» **PROMPT**
Quote the data below word for word, leaving out the pictures.

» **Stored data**
▶

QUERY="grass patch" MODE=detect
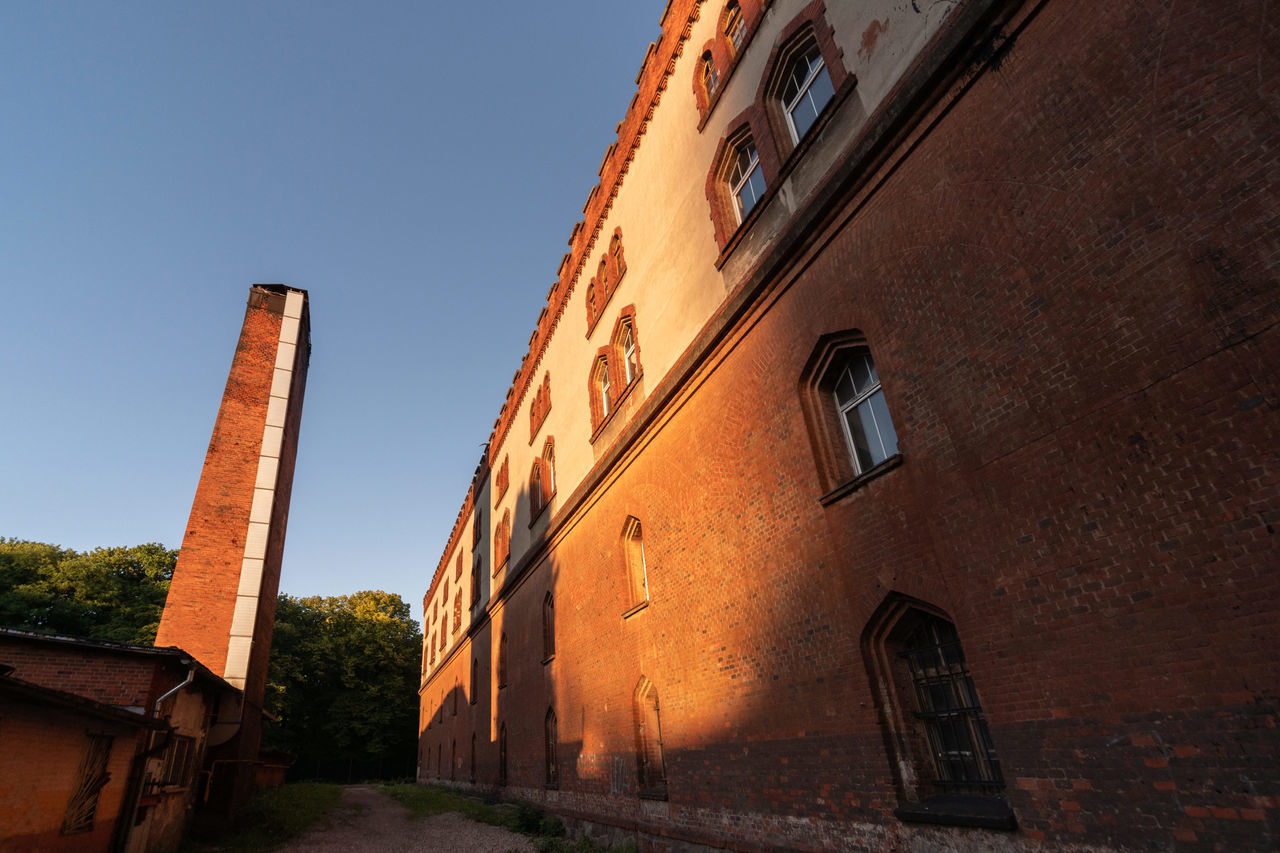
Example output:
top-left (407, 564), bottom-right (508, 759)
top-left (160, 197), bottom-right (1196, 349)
top-left (183, 783), bottom-right (342, 853)
top-left (383, 785), bottom-right (509, 833)
top-left (383, 785), bottom-right (635, 853)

◀

» **ANSWER TO THE TASK**
QUERY="grass patch" MODE=detect
Example output:
top-left (407, 564), bottom-right (508, 759)
top-left (160, 197), bottom-right (1196, 349)
top-left (183, 783), bottom-right (342, 853)
top-left (383, 785), bottom-right (509, 833)
top-left (383, 785), bottom-right (635, 853)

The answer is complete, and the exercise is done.